Dataset items

_ _ _ _ _ _ _

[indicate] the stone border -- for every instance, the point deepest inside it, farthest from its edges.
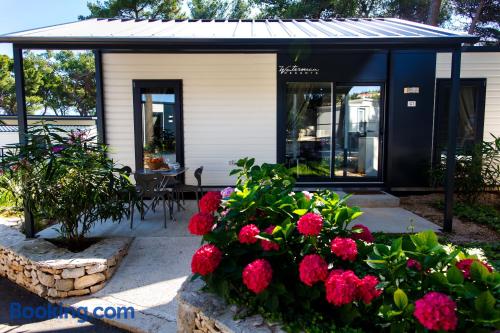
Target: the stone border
(202, 312)
(53, 272)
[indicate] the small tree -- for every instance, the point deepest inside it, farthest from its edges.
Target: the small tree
(66, 177)
(476, 171)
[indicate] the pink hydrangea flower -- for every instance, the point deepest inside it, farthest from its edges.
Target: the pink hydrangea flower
(310, 224)
(313, 268)
(436, 311)
(345, 248)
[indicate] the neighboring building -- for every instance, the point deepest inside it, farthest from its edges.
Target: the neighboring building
(343, 102)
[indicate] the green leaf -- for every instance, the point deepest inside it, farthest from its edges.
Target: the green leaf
(455, 276)
(478, 272)
(400, 299)
(300, 212)
(485, 304)
(439, 278)
(396, 245)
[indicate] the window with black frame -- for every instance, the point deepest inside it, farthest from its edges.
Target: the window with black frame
(470, 117)
(333, 131)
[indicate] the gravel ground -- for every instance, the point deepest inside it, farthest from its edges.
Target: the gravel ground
(463, 231)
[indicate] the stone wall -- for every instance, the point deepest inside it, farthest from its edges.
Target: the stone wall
(202, 312)
(53, 272)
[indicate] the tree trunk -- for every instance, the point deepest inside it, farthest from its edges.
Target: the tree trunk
(475, 18)
(434, 10)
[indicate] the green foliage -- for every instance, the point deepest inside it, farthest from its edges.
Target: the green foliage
(475, 296)
(217, 9)
(263, 196)
(66, 177)
(135, 9)
(476, 172)
(55, 81)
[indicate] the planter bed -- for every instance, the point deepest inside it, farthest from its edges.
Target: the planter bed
(203, 312)
(53, 272)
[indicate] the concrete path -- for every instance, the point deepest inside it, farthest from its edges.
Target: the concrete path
(148, 278)
(159, 261)
(394, 220)
(12, 293)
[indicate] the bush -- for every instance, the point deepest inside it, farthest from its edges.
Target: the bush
(477, 213)
(66, 177)
(476, 171)
(292, 257)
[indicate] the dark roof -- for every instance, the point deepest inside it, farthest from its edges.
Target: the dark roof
(15, 128)
(328, 31)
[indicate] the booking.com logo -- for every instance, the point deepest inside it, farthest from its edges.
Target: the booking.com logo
(51, 311)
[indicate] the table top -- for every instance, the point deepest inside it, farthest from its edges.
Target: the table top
(171, 172)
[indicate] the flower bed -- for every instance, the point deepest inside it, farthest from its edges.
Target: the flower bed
(293, 258)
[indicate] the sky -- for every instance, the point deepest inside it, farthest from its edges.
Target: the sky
(16, 15)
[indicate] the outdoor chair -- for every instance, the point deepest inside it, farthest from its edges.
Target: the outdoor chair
(197, 189)
(153, 186)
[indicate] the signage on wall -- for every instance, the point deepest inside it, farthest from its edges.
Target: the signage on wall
(297, 70)
(411, 90)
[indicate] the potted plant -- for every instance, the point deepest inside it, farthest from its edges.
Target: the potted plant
(67, 177)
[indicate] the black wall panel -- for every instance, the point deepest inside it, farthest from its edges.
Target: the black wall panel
(409, 129)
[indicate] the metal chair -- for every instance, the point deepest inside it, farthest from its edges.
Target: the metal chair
(197, 189)
(152, 186)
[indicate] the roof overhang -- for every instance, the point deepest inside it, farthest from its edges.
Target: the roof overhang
(258, 34)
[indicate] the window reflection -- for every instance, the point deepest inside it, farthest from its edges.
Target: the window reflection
(158, 110)
(308, 139)
(357, 129)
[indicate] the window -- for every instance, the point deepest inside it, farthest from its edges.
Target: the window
(333, 131)
(157, 121)
(470, 117)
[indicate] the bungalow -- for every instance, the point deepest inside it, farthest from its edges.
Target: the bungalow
(342, 102)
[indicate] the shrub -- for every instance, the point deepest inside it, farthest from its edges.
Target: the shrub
(476, 171)
(66, 177)
(292, 257)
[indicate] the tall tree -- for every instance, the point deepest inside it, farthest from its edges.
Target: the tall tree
(135, 9)
(208, 9)
(219, 9)
(483, 18)
(318, 8)
(78, 79)
(434, 10)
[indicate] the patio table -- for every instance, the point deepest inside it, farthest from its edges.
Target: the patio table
(168, 179)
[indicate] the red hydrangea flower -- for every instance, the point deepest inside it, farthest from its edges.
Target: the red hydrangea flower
(364, 235)
(341, 287)
(268, 245)
(257, 275)
(313, 269)
(345, 248)
(465, 264)
(206, 259)
(414, 264)
(436, 311)
(310, 224)
(201, 224)
(367, 290)
(247, 234)
(210, 202)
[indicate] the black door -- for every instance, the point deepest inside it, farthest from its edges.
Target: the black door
(158, 127)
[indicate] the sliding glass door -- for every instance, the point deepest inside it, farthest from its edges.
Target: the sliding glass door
(158, 123)
(333, 131)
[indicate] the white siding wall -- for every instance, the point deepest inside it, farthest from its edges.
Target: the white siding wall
(8, 138)
(479, 65)
(229, 104)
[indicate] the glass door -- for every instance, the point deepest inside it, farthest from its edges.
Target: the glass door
(309, 129)
(333, 131)
(158, 123)
(357, 131)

_ _ _ _ _ _ _

[How to complete this task]
Your task is to retype the entries verbatim, starting with the line that holds "Target: the small tree" and stopping after the line that holds "[indicate] the green leaf".

[Response box]
Target: the small tree
(66, 177)
(476, 171)
[indicate] the pink hydrangea flower -- for every instance, the point deepest inside it, farthest from its edges.
Target: the pink hydrangea flower
(310, 224)
(313, 268)
(436, 311)
(345, 248)
[indicate] the neighboring building -- for every instance, the point deepest inside it, farthest from its edges.
Target: the neighboring building
(343, 102)
[indicate] the green leaf -- for every instance, the point deepest inside it, farthest from its edges.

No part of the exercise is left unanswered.